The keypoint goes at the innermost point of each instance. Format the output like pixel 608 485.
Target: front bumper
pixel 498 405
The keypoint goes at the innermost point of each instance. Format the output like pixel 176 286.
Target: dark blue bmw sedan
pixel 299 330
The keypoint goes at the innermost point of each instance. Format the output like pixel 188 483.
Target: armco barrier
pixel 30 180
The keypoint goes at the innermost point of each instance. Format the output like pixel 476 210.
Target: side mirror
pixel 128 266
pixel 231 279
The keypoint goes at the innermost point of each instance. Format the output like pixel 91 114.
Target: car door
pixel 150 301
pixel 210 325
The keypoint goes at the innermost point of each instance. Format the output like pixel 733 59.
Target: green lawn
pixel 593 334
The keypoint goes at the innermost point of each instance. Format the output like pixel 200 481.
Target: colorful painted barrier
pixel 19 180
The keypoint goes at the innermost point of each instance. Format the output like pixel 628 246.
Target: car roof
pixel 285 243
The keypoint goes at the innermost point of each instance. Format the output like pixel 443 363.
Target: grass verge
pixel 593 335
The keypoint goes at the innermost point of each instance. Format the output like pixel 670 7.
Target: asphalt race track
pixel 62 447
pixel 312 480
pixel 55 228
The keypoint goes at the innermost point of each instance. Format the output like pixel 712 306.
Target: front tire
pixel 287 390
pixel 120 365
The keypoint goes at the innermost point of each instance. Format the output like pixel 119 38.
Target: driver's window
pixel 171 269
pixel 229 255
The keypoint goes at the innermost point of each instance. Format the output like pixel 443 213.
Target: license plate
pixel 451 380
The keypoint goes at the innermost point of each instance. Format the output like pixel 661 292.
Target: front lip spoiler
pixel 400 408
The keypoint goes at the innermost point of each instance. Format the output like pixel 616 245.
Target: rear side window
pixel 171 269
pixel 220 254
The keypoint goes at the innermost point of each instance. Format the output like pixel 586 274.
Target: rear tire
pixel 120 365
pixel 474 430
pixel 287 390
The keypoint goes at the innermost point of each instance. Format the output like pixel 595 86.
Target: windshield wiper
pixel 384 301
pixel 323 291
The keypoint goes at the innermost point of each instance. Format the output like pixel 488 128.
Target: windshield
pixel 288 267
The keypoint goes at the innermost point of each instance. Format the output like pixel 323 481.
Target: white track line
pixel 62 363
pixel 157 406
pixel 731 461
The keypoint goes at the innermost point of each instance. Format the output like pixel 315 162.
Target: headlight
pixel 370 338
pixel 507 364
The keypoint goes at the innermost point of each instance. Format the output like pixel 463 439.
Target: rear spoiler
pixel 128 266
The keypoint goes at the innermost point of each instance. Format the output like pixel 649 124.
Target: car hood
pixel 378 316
..........
[EXERCISE REQUIREMENTS] Copy out the whole listing above word for word, from its first line through its last.

[CORRECT RESPONSE]
The keypoint goes at the innermost point of each instance. Format the output like pixel 608 485.
Target: front bumper
pixel 498 405
The keypoint goes at the innermost point of each instance. Format the output like pixel 176 286.
Target: dark blue bmw sedan
pixel 299 330
The keypoint goes at the innermost point of each instance. Format the output like pixel 188 483.
Target: armco barrier
pixel 30 180
The keypoint goes at the innermost point of each instance. Format the output like pixel 476 210.
Target: side mirror
pixel 128 266
pixel 231 279
The keypoint goes at the innermost point of each instance. Format the output like pixel 91 114.
Target: car door
pixel 150 301
pixel 210 325
The keypoint goes at the innermost point of each instance. Format the output like pixel 733 59.
Target: green lawn
pixel 593 334
The keypoint goes at the innermost point of each instance. Format the output like pixel 200 481.
Target: colorful painted barrier
pixel 19 180
The keypoint goes at the innermost point of each instance. Format the output like pixel 628 246.
Target: car roof
pixel 285 243
The keypoint goes at the innermost point of each instance. Format the output like pixel 443 363.
Target: grass verge
pixel 593 335
The keypoint goes at the innermost point of each instance. Format the output like pixel 670 7.
Target: asphalt race track
pixel 62 447
pixel 312 480
pixel 55 228
The keypoint goes at the innermost point of each instance. Format the output like pixel 712 306.
Target: front tire
pixel 287 390
pixel 120 365
The keypoint goes at the innermost point of each instance. Format the output like pixel 119 38.
Target: driver's window
pixel 171 269
pixel 229 255
The keypoint goes at the innermost point of each instance. Format the output like pixel 443 213.
Target: license plate
pixel 451 380
The keypoint goes at the innermost point of each instance. Format the output like pixel 661 292.
Target: front lip spoiler
pixel 400 408
The keypoint goes at the innermost point of each instance. Format the output like pixel 616 245.
Target: rear side window
pixel 171 269
pixel 220 254
The keypoint goes at the innermost point of each instance. Format the output like pixel 586 274.
Target: rear tire
pixel 120 365
pixel 474 430
pixel 287 390
The keypoint goes at the innermost point of each instance. Format the output like pixel 595 86.
Target: windshield wiper
pixel 384 301
pixel 323 291
The keypoint goes at the innermost point of each instance. Format the output like pixel 488 128.
Target: windshield
pixel 288 267
The keypoint goes at the innermost point of each instance. Format the output like pixel 323 481.
Target: white track line
pixel 62 363
pixel 157 406
pixel 731 461
The keypoint goes at the innermost point of each instance. Format the output like pixel 315 162.
Target: headlight
pixel 370 338
pixel 507 364
The keypoint goes at the innermost point of each instance. Format the output like pixel 463 439.
Target: rear spoiler
pixel 128 266
The keypoint goes at the innermost point of each instance. Format the output like pixel 649 124.
Target: car hood
pixel 378 316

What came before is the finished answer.